### Yazılı İstek a
İddianameyle ilgili metnin "Bakırköy Cumhuriyet Başsavcıvekili" ifadesiyle başlayıp "kabul edildiği anlatıldı." ifadesiyle biten kısmını, "eserle" yerine "kitapla" koyarak yeniden yazın.

### Metin Bölümü
Bakırköy Cumhuriyet Başsavcıvekili Ömer Faruk Aydıner tarafından hazırlanan 87 sayfalık iddianamede, müşteki olan Hanefi Avcı hakkında "Haliçte Yaşayan Simonlar, Dün Devlet Bugün Cemaat" isimli eserle ilgili "Yargı görevini yapanı etkileme, soruşturma gizliliğini ihlal, terörle mücadelede görev almış kişileri hedef gösterme" suçlarını işlediği iddiasıyla 24 Ocak 2011'de hazırlanan iddianamenin 4 Şubat 2011 tarihinde kabul edildiği anlatıldı.
Bunun üzerine İstanbul 9. Ağır Ceza Mahkemesince açılan davada, şüphelilerden eski savcı Sadrettin Sarıkaya'nın, Hanefi Avcı yönünden, açık yasal düzenlemelere aykırı olarak esas hakkında cezalandırma yönünde mütalaa verdiği vurgulanan iddianamede, Sarıkaya'nın kovuşturmanın ertelenmesinin zorunlu bulunmasına rağmen, isnat edilen suçlar yönünden Avcı'nın tutukluluk halinin devamını ve cezalandırılmasının yanı sıra cezasının artırılmasını da talep ettiği belirtildi.

### Kaynak Materyal
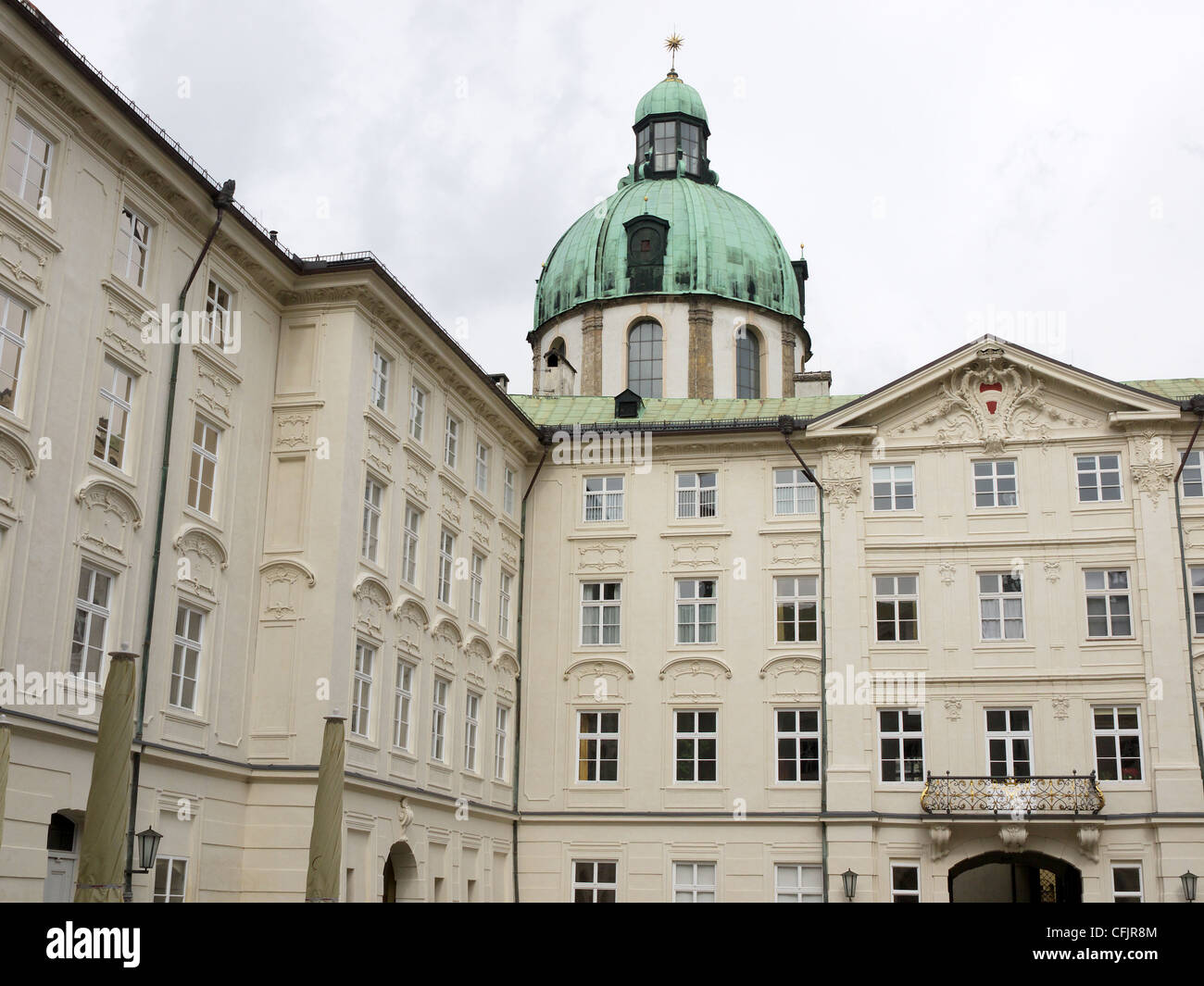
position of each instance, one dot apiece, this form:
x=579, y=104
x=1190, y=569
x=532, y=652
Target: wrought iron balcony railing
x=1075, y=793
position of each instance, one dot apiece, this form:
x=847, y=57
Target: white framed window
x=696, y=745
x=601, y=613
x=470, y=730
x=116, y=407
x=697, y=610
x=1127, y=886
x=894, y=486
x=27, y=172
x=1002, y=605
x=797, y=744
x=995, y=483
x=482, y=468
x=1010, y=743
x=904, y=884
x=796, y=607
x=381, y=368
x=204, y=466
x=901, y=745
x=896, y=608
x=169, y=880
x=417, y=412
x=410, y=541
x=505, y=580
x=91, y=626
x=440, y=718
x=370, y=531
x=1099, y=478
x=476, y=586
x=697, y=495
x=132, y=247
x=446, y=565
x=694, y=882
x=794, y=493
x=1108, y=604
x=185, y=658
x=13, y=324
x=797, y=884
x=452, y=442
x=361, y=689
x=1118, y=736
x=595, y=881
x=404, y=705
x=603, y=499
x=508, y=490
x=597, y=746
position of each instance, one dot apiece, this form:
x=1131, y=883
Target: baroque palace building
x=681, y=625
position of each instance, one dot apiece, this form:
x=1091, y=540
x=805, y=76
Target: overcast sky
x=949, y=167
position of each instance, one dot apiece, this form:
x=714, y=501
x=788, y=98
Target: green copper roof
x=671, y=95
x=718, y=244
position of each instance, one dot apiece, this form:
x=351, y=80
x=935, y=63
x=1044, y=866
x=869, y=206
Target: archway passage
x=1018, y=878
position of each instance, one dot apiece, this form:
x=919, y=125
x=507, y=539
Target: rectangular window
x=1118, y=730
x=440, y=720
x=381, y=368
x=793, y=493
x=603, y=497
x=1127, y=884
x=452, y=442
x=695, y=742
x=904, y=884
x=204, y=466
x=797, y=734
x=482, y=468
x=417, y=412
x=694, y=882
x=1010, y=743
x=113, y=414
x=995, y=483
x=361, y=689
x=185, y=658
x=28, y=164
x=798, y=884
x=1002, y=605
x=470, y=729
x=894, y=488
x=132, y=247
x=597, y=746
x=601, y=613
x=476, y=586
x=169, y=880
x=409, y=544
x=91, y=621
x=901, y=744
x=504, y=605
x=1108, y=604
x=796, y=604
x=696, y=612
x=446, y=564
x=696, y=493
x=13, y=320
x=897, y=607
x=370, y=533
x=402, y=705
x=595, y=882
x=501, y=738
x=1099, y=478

### Yazılı İstek b
Kayıtlarda "window" dizesini içeren her satırı çıkarın.

### Eksiksiz Yanıt a
Bakırköy Cumhuriyet Başsavcıvekili Ömer Faruk Aydıner tarafından hazırlanan 87 sayfalık iddianamede, müşteki olan Hanefi Avcı hakkında "Haliçte Yaşayan Simonlar, Dün Devlet Bugün Cemaat" isimli kitapla ilgili "Yargı görevini yapanı etkileme, soruşturma gizliliğini ihlal, terörle mücadelede görev almış kişileri hedef gösterme" suçlarını işlediği iddiasıyla 24 Ocak 2011'de hazırlanan iddianamenin 4 Şubat 2011 tarihinde kabul edildiği anlatıldı.

### Eksiksiz Yanıt b
Target: white framed window
Target: rectangular window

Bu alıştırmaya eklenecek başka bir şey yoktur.